*TEXT PROVIDED*
====

There are no known plans to open a hydrofracked gas well within the town limits of Stafford, but Jim Southall thought it a good idea to purchase an "insurance policy" so to speak.
At his suggest, the town board has passed a one-year moratorium on hydrofracking within Stafford.
A committee has been appointed to study the issue, according to Supervisor Robert Clement and that report will help the town determine what, if anything, it might do next related to hydrofracking.
The moritorium is part of a statewide trend over the summer of local officials throughout New York rising up against hydrofracking, even though the state already has a four-year moratorium against new wells in place now.
Fracking involves injecting water, saline and other chemicals into shale to break loose natural gas deposits that can then be extracted from the ground.
It's controversial because opponents believe the chemicals used can be carcinogenic and toxic.
Southall said he's read of cows in West Virginia being born with deformities and a whole town in Wyoming had to be closed because of hydrofracking pollutants ruining the groundwater.
As a representative of the Genesee County Fish and Game Association, owners and operators of Godfrey's Pond in Stafford, Southall thought it important to get out in front of the issue, before hydrofracking came to the area.
"With the kind of chemicals they're using, once the water is polluted, it's gone, and being a conservation club, we want to be sure that doesn't happen," Southall said.
At a public hearing on the topic a month or so ago, Clement said, there were no speakers in favor or against the moratorium.
He's not aware of any fracked wells in Stafford or any requests to open up such a well.
"For most people, I think it's a non-issue," Clement said. "I think the state will step in before anybody else does. But it's a conservation issue and I think most of them (Genesee County Fish and Game) are against it."

====

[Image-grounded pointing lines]

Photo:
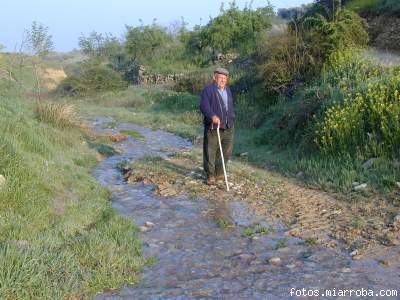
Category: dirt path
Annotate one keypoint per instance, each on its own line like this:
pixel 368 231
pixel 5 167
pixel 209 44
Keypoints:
pixel 195 258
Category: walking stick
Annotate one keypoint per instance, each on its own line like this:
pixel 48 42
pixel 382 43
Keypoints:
pixel 222 157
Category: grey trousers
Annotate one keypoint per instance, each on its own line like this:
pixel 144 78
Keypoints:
pixel 212 162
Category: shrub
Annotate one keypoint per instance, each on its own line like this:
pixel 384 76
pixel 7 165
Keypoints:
pixel 60 115
pixel 283 60
pixel 193 82
pixel 368 120
pixel 92 78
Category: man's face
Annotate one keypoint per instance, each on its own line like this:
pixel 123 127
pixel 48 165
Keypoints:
pixel 220 80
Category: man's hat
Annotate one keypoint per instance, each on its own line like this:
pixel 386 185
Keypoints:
pixel 222 71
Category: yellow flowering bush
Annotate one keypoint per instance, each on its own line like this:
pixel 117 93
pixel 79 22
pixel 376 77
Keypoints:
pixel 368 120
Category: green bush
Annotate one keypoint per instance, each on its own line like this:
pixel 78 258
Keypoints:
pixel 92 78
pixel 193 82
pixel 368 120
pixel 60 115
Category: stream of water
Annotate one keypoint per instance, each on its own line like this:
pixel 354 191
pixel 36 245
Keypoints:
pixel 196 259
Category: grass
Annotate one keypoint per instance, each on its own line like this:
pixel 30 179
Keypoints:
pixel 266 147
pixel 59 236
pixel 134 134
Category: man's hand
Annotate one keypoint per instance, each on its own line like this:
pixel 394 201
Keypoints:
pixel 216 120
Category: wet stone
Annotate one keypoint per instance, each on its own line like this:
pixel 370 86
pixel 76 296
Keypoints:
pixel 196 259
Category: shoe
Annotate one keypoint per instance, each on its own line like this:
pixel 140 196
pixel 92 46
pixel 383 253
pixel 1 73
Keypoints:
pixel 211 180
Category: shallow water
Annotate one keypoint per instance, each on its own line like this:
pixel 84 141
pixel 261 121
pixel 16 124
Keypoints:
pixel 196 259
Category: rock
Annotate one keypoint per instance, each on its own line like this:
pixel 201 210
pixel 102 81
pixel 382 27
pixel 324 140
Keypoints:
pixel 396 220
pixel 345 270
pixel 246 257
pixel 148 224
pixel 369 163
pixel 2 181
pixel 384 263
pixel 291 266
pixel 362 186
pixel 274 260
pixel 143 228
pixel 117 137
pixel 354 253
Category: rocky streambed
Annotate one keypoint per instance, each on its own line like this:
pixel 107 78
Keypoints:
pixel 196 258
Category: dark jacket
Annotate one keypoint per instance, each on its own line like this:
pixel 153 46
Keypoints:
pixel 211 104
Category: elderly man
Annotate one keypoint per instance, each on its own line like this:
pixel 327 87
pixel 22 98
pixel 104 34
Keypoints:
pixel 217 107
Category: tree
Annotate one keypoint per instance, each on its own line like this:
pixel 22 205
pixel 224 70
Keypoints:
pixel 101 46
pixel 142 42
pixel 39 43
pixel 326 28
pixel 237 30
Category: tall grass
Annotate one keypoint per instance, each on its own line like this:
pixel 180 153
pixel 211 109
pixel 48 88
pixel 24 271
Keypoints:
pixel 59 237
pixel 60 115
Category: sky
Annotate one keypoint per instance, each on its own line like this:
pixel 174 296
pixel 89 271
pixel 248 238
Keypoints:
pixel 67 20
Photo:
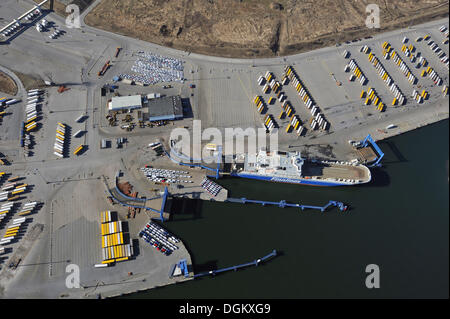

====

*PROBLEM TO SOLVE*
Please reproduce the passage of the Stafford hydrofracking article starting with "At his suggest, the" and going on through "carcinogenic and toxic.".

*FINAL ANSWER*
At his suggest, the town board has passed a one-year moratorium on hydrofracking within Stafford.
A committee has been appointed to study the issue, according to Supervisor Robert Clement and that report will help the town determine what, if anything, it might do next related to hydrofracking.
The moritorium is part of a statewide trend over the summer of local officials throughout New York rising up against hydrofracking, even though the state already has a four-year moratorium against new wells in place now.
Fracking involves injecting water, saline and other chemicals into shale to break loose natural gas deposits that can then be extracted from the ground.
It's controversial because opponents believe the chemicals used can be carcinogenic and toxic.